● THINGS TO DO:
- A) In the essay about the author's father-in-law, transcribe everything from "Recently I’ve been" down to "our genes too!)".
- B) According to the essay about the author's father-in-law, at which golf club is he recognized as one of the talented senior players?
- C) Resume the essay about the author's father-in-law and golf, picking up after its final sentence.

My father in-law is a typically Caribbean man in a lot of ways. His “name” is Rugged. He is from the poor and black side of St. Kitts and grew up during the days when the English tricked a lot of Caribbean people into thinking that the closer you were to them in color, occupation and physical proximity, the better you were. He damned that whole way of thinking and came up with the distinctly Caribbean combination of poverty, pride, a burning respect for education and an impeccable sense of family values. Since I married his daughter, he and I have always been relatively close. In my mind, one of my shortcomings has been that I don’t drink and I don’t play dominoes. For a man of Caribbean extract to not do those things has not only lead me to a life of endless teasing, but I think may have put an invisible constraint on our relationship. Despite that, as far as black men in the 21st century go, having a father in-law at all is an anomaly, so being able to think about our relationship is admittedly a privilege.
Not only is Rugged really rugged, he is a life-long athlete…football, cricket and now golf. He is a real deal golfer. He wins tournaments throughout the Caribbean and is one of the recognized talented senior players at the Royal St. Kitts Golf Club. He is also one of the kind of men that wouldn’t do well trying to teach a sport to a person with no natural athletic abilities. He is patient with a lack of technical knowledge, but frustrated with a lack of talent.
Recently I’ve been encouraged to try golf. While I don’t drink and play dominoes, I do have the black man’s gene and am a naturally gifted athlete (with a Ph.D., smile. That’s in our genes too!)
My father in-law and I went to play golf together the other day while he was visiting us. It was the first time that we were playing together, just the two of us. Throughout the round he was giving me tips on this and that about the game and my swing etc. A few times he would say do such and such and I would, and the ball would take off as he predicted. Then he would smilingly talk about people who are coachable or who have natural gifts. All the while as we walked from hole to hole I was thinking that this is relationship building stuff. My relationship with my wife’s father could go to a whole new level because I am trying to learn a game that he loves and can interpret his instructions to produce immediate, and hopefully lasting, effects. I also learned on some of the walks down the fairways how much he detests the Colonial imposition on the mentality of Caribbean people. I am sure he can see my interpretation of those views too and how they have affected my parenting style.

● MATERIAL PROVIDED:

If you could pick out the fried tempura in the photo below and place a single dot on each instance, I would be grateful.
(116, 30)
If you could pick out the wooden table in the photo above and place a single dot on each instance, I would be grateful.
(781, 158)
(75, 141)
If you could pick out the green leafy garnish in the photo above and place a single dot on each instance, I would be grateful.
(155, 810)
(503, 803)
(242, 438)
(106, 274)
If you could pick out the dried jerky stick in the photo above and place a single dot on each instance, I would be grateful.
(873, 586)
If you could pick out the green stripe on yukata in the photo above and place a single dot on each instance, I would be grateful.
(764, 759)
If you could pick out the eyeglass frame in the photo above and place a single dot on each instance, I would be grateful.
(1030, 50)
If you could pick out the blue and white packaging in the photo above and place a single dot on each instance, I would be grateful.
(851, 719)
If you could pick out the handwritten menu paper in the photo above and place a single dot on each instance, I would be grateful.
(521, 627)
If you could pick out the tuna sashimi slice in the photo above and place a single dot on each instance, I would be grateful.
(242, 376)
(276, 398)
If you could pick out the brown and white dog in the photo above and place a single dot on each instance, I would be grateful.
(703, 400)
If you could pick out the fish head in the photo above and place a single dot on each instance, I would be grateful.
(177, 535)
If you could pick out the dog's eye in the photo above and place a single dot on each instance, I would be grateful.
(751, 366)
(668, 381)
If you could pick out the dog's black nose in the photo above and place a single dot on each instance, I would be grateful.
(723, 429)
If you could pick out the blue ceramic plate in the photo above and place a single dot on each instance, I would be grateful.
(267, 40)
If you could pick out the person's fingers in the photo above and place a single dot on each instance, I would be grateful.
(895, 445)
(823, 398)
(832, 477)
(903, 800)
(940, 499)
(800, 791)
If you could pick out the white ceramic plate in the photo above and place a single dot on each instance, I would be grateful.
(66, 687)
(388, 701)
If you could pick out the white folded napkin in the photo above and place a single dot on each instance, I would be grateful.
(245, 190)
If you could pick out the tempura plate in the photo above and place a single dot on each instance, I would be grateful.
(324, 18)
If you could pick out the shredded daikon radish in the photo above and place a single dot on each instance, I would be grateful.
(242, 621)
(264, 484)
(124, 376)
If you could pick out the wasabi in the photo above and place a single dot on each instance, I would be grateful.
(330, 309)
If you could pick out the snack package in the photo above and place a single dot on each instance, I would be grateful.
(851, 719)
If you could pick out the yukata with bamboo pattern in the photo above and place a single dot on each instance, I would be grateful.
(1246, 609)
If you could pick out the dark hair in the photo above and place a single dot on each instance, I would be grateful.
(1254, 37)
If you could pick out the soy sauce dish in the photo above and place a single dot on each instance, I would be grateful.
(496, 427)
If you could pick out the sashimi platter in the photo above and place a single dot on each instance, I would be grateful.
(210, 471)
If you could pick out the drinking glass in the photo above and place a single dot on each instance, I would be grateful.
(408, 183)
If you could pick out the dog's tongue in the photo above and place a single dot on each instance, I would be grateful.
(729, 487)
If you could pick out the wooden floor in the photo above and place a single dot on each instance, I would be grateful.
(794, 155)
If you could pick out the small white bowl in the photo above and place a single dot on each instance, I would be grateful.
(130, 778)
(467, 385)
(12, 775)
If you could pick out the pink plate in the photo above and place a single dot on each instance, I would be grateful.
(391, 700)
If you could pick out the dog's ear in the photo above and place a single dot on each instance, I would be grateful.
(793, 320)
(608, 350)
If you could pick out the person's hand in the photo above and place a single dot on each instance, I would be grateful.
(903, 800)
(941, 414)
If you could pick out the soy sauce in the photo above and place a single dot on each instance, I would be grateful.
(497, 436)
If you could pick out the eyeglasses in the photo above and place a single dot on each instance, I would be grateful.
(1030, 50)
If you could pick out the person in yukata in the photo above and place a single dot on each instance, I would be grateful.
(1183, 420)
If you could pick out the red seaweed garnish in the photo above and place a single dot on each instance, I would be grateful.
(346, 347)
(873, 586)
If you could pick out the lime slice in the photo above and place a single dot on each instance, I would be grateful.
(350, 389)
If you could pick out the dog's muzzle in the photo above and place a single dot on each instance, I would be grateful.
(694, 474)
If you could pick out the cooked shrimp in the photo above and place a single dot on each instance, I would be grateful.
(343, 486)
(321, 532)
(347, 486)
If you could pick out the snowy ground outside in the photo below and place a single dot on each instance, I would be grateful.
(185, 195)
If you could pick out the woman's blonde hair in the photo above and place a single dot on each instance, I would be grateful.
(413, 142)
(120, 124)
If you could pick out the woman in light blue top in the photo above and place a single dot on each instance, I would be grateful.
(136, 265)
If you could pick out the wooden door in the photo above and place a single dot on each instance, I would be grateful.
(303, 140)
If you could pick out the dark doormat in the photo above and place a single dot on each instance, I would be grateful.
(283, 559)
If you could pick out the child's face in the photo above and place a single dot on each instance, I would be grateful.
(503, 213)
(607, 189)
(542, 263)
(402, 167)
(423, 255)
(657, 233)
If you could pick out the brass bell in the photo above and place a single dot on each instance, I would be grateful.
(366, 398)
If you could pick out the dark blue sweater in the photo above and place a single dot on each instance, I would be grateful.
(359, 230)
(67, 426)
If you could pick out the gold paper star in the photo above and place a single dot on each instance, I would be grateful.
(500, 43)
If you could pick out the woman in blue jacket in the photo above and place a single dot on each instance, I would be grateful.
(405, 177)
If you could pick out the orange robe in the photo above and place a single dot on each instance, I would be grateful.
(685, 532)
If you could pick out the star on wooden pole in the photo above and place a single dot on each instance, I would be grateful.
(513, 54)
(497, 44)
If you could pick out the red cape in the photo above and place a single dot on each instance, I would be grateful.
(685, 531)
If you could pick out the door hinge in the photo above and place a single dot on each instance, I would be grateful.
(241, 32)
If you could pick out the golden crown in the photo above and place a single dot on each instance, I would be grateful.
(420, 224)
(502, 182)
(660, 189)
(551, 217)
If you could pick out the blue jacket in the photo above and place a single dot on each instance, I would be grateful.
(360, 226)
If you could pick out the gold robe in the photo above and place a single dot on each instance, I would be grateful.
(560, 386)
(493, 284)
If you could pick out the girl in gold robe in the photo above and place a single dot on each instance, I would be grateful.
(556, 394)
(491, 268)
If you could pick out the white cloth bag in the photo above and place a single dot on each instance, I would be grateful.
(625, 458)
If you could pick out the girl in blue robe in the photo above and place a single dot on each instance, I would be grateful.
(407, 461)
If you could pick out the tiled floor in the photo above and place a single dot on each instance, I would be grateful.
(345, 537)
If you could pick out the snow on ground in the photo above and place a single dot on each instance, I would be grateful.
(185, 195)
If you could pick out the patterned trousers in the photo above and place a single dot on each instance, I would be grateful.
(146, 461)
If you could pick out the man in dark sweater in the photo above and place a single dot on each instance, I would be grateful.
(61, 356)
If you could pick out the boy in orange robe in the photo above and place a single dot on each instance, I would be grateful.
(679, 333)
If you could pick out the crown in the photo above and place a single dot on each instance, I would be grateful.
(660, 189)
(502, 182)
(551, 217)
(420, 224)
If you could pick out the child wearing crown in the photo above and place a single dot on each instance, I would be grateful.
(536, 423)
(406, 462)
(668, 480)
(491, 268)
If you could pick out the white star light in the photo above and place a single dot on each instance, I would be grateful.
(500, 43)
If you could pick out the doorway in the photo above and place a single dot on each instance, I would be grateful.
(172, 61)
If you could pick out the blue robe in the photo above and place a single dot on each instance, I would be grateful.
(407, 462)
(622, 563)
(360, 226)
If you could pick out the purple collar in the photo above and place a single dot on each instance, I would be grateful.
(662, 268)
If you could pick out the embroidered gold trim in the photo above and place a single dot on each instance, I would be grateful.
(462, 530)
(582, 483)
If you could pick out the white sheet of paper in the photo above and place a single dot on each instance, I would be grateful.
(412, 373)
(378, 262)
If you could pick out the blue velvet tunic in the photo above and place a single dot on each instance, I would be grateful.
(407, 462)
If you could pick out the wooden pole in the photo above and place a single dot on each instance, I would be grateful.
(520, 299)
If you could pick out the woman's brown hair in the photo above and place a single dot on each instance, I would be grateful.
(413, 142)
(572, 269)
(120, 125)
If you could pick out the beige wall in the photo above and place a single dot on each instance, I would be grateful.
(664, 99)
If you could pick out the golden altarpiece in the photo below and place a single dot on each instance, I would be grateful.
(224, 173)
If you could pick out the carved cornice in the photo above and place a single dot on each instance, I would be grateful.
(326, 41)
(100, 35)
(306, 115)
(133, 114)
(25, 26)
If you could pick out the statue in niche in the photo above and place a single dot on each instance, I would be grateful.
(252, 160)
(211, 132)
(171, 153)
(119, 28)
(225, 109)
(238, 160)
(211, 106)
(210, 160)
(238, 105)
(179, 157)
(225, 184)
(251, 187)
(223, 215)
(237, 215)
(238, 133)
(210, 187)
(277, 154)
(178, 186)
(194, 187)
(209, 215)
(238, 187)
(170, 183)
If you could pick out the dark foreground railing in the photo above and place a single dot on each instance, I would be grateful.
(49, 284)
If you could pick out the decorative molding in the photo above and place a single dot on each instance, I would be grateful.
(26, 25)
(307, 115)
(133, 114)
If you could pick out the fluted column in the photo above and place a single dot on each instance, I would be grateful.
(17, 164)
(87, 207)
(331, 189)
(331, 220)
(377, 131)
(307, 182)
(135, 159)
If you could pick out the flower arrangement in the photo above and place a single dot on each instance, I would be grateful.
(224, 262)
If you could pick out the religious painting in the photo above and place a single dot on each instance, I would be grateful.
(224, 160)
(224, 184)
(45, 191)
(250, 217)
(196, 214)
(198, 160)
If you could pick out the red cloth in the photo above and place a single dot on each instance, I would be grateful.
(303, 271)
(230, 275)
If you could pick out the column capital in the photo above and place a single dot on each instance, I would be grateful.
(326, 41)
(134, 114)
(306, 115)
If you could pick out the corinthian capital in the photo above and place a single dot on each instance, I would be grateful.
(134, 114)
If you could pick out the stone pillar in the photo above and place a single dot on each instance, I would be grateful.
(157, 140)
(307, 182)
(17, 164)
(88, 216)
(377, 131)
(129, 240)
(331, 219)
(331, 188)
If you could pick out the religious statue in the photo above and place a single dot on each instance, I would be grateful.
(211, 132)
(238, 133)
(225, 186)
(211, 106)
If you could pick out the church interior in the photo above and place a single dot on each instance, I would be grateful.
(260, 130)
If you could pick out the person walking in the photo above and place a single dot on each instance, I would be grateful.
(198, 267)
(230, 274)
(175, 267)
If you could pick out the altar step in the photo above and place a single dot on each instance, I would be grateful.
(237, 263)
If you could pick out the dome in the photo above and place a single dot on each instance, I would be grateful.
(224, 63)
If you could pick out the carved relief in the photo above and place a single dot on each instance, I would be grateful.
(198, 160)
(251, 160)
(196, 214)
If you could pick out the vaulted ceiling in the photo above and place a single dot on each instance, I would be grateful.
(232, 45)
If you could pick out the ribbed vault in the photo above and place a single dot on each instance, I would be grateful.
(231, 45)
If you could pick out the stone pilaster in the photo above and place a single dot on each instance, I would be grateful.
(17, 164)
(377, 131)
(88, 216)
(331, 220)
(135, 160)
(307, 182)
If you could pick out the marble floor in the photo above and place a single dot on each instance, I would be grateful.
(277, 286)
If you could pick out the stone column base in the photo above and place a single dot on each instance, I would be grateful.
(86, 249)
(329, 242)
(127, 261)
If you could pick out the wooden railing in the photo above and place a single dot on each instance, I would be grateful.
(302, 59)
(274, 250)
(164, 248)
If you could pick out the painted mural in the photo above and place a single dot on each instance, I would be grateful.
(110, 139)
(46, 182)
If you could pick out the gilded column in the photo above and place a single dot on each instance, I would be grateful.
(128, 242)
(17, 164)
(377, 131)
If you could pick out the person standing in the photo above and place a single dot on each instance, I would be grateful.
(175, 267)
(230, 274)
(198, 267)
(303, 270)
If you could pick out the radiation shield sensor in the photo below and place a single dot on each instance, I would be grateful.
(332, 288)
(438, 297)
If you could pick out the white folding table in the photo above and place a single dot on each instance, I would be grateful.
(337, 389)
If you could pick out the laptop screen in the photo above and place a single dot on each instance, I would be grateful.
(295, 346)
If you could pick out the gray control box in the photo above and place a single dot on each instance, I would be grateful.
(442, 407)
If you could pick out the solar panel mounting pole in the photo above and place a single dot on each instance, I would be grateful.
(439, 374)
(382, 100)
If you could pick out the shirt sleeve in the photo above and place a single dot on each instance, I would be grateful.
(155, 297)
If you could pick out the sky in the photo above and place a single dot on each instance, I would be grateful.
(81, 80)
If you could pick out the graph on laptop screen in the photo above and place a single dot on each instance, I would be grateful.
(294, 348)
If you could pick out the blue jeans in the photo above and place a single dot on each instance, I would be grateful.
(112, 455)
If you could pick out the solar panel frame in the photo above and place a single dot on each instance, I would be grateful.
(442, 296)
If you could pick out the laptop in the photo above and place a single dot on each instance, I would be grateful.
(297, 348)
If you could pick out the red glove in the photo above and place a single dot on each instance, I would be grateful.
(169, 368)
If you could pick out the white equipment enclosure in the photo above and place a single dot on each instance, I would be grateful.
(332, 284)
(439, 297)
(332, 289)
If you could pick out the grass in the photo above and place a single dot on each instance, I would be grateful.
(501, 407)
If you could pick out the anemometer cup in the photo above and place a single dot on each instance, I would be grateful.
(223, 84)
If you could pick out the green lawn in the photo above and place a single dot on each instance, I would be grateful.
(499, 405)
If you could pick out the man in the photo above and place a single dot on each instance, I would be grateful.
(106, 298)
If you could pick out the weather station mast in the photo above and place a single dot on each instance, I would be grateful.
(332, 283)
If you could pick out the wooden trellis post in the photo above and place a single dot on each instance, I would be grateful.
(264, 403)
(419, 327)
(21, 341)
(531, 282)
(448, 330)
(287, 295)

● ANSWERS FOR EACH ITEM:
- A)
Recently I’ve been encouraged to try golf. While I don’t drink and play dominoes, I do have the black man’s gene and am a naturally gifted athlete (with a Ph.D., smile. That’s in our genes too!)

- B) The Royal St. Kitts Golf Club.

- C)
As we approached the 17th hole he said, “Alright Mr. K, let’s par these last two holes!” I said alright and joked, “lemme lash dis ball wid a 4 iron, right now!”
As I stood at the tee, 4 iron in hand looking at the ball, I was thinking that a whole new level of relationship was on the line. Strange, what pressures and thoughts swirl through someone’s mind as they prepare to tee off. On all the other holes he had some comment – “remember to transfer your weight,” “try not to pop up,” “make sure you swing through the ball.” This time he didn’t say anything. The future trajectory of our relationship was resting entirely on me and on the trajectory of this shot. I’ve never been in a golf tournament, but I had my first experience of tournament nerves.
I brought the club back with a turn not a sway, which naturally shifts my weight to my back foot without knocking me off balance. I kept my eye on the ball as I brought the club down and my weight transferred forward. I watched the club hit the ball, which meant that I didn’t pop up and had stayed down long enough to see the contact. I looked up on the follow through which is the end of the natural swing.
Rugged immediately exclaimed, “DAT IS A GOLF SHOT MY BOY!!” “A thing of beauty to watch and remember!”
I made par on the hole and solidified a new trajectory for our relationship.